Point annotation dataset records:
-- Start --

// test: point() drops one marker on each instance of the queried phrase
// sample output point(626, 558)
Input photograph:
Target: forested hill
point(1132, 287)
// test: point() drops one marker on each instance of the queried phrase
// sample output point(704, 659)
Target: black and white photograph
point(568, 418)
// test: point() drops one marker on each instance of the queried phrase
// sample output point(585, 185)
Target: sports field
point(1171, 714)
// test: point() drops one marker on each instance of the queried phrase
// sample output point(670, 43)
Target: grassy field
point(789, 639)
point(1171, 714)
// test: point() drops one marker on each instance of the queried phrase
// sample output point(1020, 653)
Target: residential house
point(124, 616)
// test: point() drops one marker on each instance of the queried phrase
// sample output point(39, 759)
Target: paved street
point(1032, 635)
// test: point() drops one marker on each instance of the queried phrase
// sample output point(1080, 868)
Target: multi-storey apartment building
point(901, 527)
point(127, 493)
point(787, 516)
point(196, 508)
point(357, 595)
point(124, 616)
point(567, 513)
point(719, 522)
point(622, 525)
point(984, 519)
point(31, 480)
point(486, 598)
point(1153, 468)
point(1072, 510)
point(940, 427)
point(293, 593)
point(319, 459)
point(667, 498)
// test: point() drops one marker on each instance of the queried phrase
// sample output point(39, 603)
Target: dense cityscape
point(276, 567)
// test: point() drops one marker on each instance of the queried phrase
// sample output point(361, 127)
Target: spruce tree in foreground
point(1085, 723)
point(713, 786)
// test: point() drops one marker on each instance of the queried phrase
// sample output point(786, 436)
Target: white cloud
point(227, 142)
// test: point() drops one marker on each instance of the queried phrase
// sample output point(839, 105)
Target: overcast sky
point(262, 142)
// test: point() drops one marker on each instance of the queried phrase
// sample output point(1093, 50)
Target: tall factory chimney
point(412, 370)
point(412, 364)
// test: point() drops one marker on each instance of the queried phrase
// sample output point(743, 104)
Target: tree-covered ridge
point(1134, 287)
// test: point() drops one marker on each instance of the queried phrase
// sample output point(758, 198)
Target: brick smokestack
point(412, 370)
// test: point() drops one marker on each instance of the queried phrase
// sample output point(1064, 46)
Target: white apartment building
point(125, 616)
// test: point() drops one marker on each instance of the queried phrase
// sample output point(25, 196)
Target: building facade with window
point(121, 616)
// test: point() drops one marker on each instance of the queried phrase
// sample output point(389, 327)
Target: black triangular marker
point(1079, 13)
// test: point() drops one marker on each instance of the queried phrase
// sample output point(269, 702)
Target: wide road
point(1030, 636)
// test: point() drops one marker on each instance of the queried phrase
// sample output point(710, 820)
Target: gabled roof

-- End --

Each line above must be printed exactly as it appears.

• Output of the exercise
// test: point() drops one marker on each instance of the queried phrase
// sample output point(626, 558)
Input photograph:
Target: forested hill
point(1132, 287)
// test: point() drops one marker on each instance of the queried phrase
// sample output point(704, 659)
Target: black and white photograph
point(568, 418)
// test: point() drops one marker on each instance of the queried phrase
// sample output point(585, 185)
Target: sports field
point(1171, 714)
// test: point() drops one marker on each instance of the queried phrase
// sample output point(670, 43)
Target: grassy field
point(789, 639)
point(1171, 714)
// test: point() drops one marker on each instance of the queried phrase
// sample output point(1020, 653)
Target: residential house
point(124, 616)
// test: point() drops one marker on each instance of the queried phrase
// sample output point(39, 759)
Target: paved street
point(1032, 635)
// test: point() drops one marker on each instance of the queried phrase
// sample output point(1080, 868)
Target: multi-storey apartment building
point(901, 527)
point(127, 493)
point(787, 516)
point(196, 508)
point(357, 595)
point(124, 616)
point(567, 513)
point(719, 522)
point(622, 525)
point(984, 519)
point(31, 480)
point(486, 598)
point(1153, 468)
point(1072, 510)
point(940, 427)
point(293, 593)
point(319, 459)
point(667, 498)
// test: point() drops one marker on each instance of the queried phrase
// sample output point(39, 603)
Target: dense cityscape
point(276, 567)
// test: point() drops one marker on each instance of the queried phrase
// sample output point(361, 127)
Target: spruce tree in foreground
point(1085, 723)
point(713, 786)
// test: point() drops one marker on each instance of the queried phrase
// sample output point(786, 436)
Target: white cloud
point(227, 142)
// test: point() drops one marker on each instance of the queried phrase
// sample output point(839, 105)
Target: overcast sky
point(262, 142)
// test: point() drops one marker on each instance of the queried phrase
// sample output point(1093, 50)
Target: tall factory chimney
point(412, 370)
point(412, 364)
// test: point() drops one marker on each instance of the queried phrase
// sample output point(743, 104)
Target: tree-covered ridge
point(1134, 287)
// test: point() drops one marker on each instance of the queried phrase
// sample output point(758, 198)
Target: brick smokestack
point(412, 370)
// test: point() drops one marker on each instance of the queried phrase
// sample output point(1064, 46)
Target: white apartment building
point(125, 616)
// test: point() drops one marker on each instance of the queried phrase
// sample output point(25, 196)
Target: building facade with window
point(121, 616)
// test: point() drops one marker on each instance of the queried phrase
// sample output point(389, 327)
Target: black triangular marker
point(1079, 13)
// test: point() drops one marker on each instance of the queried phrase
// sample output point(269, 702)
Target: wide road
point(1030, 636)
// test: point() drops one marker on each instance of the queried phrase
// sample output point(710, 820)
Target: gabled roof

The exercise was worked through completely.